**Stated task**.
Reproduce the entire listing word for word.

--- Data shown ---

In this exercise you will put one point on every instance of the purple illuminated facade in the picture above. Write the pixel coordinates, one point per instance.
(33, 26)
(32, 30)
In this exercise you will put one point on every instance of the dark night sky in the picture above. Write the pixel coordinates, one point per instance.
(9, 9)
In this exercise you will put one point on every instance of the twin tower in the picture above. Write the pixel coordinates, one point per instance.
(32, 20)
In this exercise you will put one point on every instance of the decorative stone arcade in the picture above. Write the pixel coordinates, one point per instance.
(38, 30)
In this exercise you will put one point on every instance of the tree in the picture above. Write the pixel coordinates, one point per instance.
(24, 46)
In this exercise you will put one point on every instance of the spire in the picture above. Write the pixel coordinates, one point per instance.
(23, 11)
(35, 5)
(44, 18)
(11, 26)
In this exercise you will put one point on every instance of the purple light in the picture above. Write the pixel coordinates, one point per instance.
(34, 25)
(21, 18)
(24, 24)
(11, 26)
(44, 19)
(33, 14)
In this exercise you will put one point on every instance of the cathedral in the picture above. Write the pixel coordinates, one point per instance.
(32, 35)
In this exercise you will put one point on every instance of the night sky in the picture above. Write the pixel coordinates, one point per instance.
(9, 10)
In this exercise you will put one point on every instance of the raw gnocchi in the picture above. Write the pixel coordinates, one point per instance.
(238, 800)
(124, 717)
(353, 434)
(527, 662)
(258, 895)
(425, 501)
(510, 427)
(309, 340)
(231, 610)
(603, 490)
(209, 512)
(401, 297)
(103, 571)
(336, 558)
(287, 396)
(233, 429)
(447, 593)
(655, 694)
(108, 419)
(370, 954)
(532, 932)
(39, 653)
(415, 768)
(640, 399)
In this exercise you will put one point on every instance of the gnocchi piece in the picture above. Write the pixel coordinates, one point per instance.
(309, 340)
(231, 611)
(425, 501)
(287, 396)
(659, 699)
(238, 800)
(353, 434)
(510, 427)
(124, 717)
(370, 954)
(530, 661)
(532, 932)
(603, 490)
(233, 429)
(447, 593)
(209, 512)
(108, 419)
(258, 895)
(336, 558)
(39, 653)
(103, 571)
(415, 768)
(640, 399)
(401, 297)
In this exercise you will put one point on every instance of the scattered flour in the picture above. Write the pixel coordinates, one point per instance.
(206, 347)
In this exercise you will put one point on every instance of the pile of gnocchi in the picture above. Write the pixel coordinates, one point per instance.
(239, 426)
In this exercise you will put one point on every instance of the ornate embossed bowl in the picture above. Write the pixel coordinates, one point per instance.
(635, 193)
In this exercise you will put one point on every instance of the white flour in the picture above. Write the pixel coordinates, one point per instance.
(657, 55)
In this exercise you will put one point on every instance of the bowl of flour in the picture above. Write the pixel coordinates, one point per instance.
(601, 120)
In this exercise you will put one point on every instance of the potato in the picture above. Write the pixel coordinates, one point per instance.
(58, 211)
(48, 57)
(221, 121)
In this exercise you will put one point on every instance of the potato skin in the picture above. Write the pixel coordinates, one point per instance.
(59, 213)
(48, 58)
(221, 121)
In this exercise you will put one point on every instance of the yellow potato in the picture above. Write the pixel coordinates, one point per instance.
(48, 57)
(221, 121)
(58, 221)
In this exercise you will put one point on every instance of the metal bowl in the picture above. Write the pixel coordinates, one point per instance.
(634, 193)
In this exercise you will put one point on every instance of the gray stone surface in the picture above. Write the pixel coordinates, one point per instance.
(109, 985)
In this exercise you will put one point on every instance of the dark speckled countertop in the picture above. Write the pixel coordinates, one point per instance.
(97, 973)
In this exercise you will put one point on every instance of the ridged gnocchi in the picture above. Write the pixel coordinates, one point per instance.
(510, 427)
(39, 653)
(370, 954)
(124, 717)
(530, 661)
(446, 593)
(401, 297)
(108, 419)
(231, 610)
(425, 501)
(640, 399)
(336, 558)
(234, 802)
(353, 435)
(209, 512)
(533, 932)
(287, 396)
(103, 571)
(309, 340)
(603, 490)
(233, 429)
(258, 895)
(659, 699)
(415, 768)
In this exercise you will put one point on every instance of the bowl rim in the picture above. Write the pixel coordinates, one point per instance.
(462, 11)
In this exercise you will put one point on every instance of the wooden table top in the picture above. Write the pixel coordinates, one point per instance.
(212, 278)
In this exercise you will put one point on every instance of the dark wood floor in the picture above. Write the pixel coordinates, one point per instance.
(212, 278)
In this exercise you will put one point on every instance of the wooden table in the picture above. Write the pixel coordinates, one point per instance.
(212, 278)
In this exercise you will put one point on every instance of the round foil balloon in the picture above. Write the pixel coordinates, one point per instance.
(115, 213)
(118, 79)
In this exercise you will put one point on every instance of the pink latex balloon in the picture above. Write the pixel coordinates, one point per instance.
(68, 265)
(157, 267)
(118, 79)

---

**Response**.
In this exercise you will put one point on every instance of the purple illuminated facade in the picture above. Write the pixel coordinates, one point per instance.
(33, 26)
(32, 30)
In this exercise you will put one point on every instance of the dark night sky in the picture above. Write the pixel coordinates, one point per instance.
(9, 9)
In this exercise you will put one point on every instance of the twin tower in the picture above. Write the pixel coordinates, one point per instance.
(32, 20)
In this exercise you will put one point on every instance of the decorative stone arcade in the picture above. Write the pixel coordinates, one point per instance.
(38, 30)
In this exercise you will put one point on every instance of the tree in the picture above. Write the pixel coordinates, one point per instance.
(24, 46)
In this exercise you will put one point on every instance of the spire in the picture above. Write the pixel coordinates, one point per instance.
(23, 11)
(35, 5)
(44, 18)
(11, 26)
In this exercise you will put one point on every instance of the purple light in the picture above. Write the pixel coordinates, one point per instance.
(34, 25)
(21, 18)
(24, 24)
(11, 26)
(44, 19)
(33, 14)
In this exercise you will put one point on every instance of the cathedral in the picture above. Write the pixel coordinates, one point per instance.
(32, 35)
In this exercise you will put one point on every instance of the night sky in the picture above. Write the pixel coordinates, one point per instance.
(9, 10)
In this exercise you will put one point on every instance of the raw gnocchi in the picture above. Write the pixel coordinates, one point per instance.
(238, 800)
(124, 717)
(353, 434)
(527, 662)
(258, 895)
(425, 501)
(510, 427)
(309, 340)
(231, 610)
(603, 490)
(209, 512)
(401, 297)
(103, 571)
(336, 558)
(287, 396)
(233, 429)
(447, 593)
(655, 694)
(108, 419)
(370, 954)
(532, 932)
(39, 653)
(415, 768)
(640, 399)
In this exercise you will put one point on every instance of the gnocchi piece in the picture above. Write the pixel coordinates, one point per instance.
(309, 340)
(231, 611)
(425, 501)
(287, 396)
(659, 699)
(238, 800)
(353, 434)
(510, 427)
(124, 717)
(370, 954)
(530, 661)
(532, 932)
(603, 490)
(233, 429)
(447, 593)
(209, 512)
(108, 419)
(258, 895)
(336, 558)
(39, 653)
(103, 571)
(415, 768)
(640, 399)
(401, 297)
In this exercise you will put one point on every instance of the scattered flour in the picture above. Write the pixel coordinates, one point per instance.
(206, 347)
In this exercise you will put one point on every instance of the pile of gnocchi in the picture above. Write the pixel coordinates, one point per instance.
(239, 426)
In this exercise you will put one point on every instance of the ornate embossed bowl in the picture above. Write the pixel coordinates, one point per instance.
(635, 193)
In this exercise you will put one point on every instance of the white flour in the picture above. Write the pixel coordinates, one point per instance.
(657, 55)
In this exercise you will put one point on every instance of the bowl of flour in the picture above. Write the pixel coordinates, one point per instance.
(601, 120)
In this exercise you will put one point on every instance of the potato in the picture above. Write the pixel coordinates, one point per instance.
(58, 211)
(48, 57)
(221, 121)
In this exercise you will put one point on every instance of the potato skin in the picture above. Write the pixel coordinates, one point per instance.
(59, 213)
(48, 58)
(221, 121)
In this exercise you will put one point on every instance of the yellow potato in the picture above. Write the pixel coordinates, one point per instance.
(48, 57)
(221, 121)
(58, 221)
In this exercise you will put one point on every instance of the metal bowl in the picture above. Write the pixel coordinates, one point per instance.
(634, 193)
In this exercise you will put one point on every instance of the gray stone surface in the picture above. Write the pixel coordinates, one point per instance.
(109, 985)
In this exercise you will put one point on every instance of the dark speckled countertop in the picture above. Write the pixel coordinates, one point per instance.
(97, 973)
In this exercise you will put one point on every instance of the ridged gnocchi in the picture above. Write the pixel coordinates, one point per instance.
(510, 427)
(39, 653)
(370, 954)
(124, 717)
(530, 661)
(446, 593)
(401, 297)
(108, 419)
(231, 610)
(425, 501)
(640, 399)
(336, 558)
(234, 802)
(353, 435)
(209, 512)
(533, 932)
(287, 396)
(103, 571)
(309, 340)
(603, 490)
(233, 429)
(258, 895)
(659, 699)
(415, 768)
In this exercise you will put one point on every instance of the bowl rim in the picture above. Write the pixel coordinates, one point per instance.
(462, 11)
In this exercise you will put one point on every instance of the wooden table top in the picture above. Write the pixel coordinates, one point per instance.
(212, 278)
In this exercise you will put one point on every instance of the dark wood floor in the picture above. Write the pixel coordinates, one point per instance.
(212, 278)
In this exercise you will put one point on every instance of the wooden table in the picture above. Write the pixel coordinates, one point per instance.
(212, 278)
In this exercise you will put one point on every instance of the round foil balloon in the picture above. Write the pixel coordinates, one point per instance.
(115, 213)
(118, 79)
In this exercise you will put one point on every instance of the pink latex balloon in the picture above. Write the pixel coordinates, one point per instance.
(68, 265)
(157, 267)
(118, 79)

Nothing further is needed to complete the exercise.